**REQUIREMENT:** Can you extract every line of the listing below that contains the string "label", with uppercase and lowercase letters counted as different?

───── STORED RECORDS ─────

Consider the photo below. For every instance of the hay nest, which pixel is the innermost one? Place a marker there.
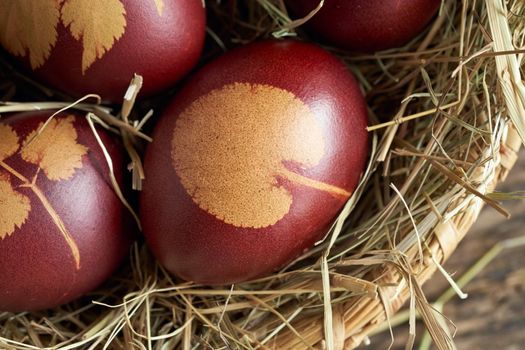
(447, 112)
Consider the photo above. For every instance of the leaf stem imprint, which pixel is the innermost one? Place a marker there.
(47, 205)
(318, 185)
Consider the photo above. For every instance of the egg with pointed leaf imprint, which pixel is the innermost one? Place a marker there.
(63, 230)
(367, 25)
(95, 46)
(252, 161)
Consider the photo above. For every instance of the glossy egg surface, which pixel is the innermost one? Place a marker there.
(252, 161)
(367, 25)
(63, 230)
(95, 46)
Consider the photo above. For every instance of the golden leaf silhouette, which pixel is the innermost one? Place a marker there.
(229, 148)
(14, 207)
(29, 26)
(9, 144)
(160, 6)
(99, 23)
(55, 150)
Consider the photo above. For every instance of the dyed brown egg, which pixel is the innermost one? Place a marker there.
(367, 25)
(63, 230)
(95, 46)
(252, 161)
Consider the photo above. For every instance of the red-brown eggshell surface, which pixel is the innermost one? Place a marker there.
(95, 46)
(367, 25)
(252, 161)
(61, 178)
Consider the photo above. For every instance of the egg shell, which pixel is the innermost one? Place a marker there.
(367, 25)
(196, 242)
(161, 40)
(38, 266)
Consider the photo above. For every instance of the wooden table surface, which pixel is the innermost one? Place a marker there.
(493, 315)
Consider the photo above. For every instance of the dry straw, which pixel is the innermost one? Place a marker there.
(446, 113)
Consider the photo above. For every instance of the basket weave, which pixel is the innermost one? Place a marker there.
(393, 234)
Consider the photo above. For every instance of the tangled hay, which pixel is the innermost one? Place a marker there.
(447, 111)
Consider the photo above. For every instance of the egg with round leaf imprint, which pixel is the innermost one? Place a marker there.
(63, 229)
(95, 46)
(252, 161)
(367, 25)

─────
───── STORED RECORDS ─────

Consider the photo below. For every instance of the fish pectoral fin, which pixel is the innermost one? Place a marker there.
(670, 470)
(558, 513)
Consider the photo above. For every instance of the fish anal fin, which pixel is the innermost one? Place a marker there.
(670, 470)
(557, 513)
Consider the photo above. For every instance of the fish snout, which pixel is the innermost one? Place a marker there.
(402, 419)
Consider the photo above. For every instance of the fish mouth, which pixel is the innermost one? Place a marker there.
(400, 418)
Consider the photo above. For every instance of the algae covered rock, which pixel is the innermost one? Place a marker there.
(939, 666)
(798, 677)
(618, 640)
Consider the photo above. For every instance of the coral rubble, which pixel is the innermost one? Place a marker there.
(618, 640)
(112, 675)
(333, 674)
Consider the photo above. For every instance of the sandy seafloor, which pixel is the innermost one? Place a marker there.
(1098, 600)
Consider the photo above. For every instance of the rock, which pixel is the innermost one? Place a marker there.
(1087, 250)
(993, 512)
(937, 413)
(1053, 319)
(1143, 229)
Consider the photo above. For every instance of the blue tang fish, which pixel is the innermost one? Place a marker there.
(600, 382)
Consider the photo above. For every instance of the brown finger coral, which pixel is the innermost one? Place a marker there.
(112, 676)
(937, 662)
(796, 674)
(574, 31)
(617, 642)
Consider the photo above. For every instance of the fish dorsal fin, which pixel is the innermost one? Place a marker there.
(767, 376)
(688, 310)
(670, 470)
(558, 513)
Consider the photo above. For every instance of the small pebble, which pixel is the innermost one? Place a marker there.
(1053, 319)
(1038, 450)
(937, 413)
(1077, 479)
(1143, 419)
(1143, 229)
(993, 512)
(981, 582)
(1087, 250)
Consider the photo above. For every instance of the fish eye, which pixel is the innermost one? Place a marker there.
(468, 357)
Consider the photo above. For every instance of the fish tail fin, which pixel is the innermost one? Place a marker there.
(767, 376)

─────
───── STORED RECORDS ─────

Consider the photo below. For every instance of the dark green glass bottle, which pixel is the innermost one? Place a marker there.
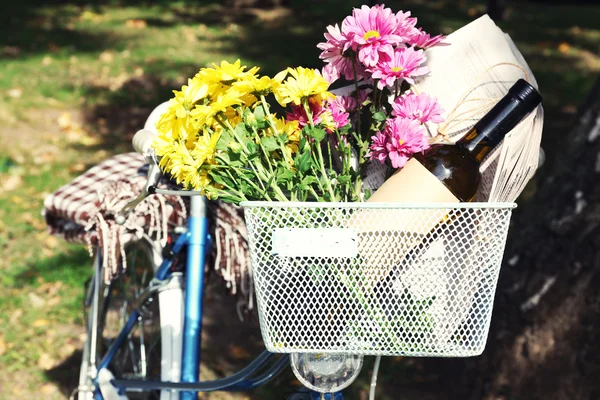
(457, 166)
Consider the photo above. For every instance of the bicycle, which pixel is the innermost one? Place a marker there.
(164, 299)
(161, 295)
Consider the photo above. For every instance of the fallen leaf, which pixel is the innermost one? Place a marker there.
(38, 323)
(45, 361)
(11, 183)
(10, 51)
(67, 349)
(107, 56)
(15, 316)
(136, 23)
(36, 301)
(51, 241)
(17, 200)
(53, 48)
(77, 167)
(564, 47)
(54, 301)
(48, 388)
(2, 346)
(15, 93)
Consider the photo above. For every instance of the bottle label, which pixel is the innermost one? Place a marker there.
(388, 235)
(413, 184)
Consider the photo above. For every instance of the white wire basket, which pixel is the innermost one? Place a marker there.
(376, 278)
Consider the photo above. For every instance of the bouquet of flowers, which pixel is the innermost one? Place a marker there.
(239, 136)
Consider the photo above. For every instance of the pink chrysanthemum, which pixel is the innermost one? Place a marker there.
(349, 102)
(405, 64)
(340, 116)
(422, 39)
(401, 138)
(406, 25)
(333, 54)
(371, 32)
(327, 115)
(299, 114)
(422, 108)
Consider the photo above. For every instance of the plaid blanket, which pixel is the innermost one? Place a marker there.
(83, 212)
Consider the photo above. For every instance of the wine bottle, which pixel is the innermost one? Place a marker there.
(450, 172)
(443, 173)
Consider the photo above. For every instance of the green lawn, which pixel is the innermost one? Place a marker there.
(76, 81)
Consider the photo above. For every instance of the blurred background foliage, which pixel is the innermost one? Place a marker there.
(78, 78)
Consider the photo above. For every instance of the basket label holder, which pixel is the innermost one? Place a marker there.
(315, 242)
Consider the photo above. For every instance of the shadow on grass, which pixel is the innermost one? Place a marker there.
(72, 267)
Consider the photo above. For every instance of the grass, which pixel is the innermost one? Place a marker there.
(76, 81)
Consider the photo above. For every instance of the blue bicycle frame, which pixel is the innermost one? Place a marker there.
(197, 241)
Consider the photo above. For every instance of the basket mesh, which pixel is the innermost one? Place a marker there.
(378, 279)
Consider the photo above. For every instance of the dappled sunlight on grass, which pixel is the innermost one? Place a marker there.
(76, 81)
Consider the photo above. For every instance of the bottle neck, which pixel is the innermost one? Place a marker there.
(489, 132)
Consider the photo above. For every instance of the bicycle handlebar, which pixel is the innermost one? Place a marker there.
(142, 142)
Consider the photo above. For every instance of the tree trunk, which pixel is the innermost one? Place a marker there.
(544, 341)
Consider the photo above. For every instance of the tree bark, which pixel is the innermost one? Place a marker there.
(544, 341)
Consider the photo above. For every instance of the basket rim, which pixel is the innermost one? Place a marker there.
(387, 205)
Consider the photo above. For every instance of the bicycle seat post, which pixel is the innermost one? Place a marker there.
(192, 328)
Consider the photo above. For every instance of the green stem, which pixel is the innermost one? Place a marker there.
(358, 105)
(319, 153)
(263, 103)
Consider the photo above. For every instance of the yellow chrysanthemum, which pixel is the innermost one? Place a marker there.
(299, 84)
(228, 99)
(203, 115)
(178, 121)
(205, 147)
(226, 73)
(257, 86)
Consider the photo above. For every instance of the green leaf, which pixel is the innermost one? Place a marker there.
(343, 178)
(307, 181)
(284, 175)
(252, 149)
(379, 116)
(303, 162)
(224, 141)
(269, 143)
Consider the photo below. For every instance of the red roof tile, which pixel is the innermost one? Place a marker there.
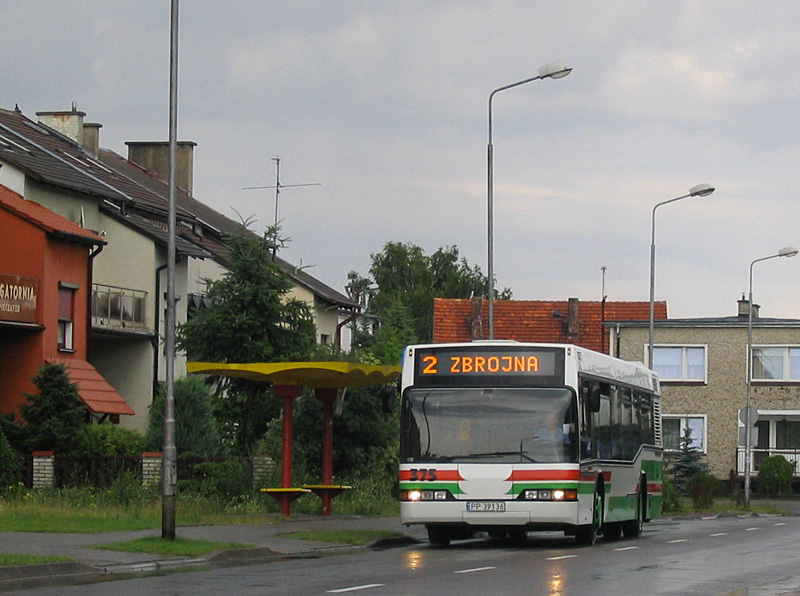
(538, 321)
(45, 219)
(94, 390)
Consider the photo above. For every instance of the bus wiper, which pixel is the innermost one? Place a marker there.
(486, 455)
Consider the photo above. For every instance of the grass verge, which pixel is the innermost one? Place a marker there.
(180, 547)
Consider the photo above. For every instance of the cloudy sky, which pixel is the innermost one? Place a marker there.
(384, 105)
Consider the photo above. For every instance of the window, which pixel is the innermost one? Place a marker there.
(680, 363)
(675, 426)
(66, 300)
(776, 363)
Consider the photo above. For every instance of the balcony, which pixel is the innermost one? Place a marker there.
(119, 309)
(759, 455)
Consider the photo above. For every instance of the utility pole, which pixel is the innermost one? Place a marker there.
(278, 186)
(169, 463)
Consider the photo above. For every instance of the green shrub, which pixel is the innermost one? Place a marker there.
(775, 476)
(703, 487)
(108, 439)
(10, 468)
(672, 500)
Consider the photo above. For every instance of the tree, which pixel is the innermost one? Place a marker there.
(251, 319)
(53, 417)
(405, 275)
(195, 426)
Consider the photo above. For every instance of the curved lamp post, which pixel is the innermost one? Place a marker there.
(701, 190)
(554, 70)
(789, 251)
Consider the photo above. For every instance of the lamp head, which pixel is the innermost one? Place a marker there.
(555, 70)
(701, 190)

─────

**WRITTEN REPLY:**
Consider the photo above. For every instance of the bottle label, which pixel is the innermost one? Place a marker there.
Consider the photo above. For every instance of the basket label holder, which pixel is the innermost one? Place a marker there.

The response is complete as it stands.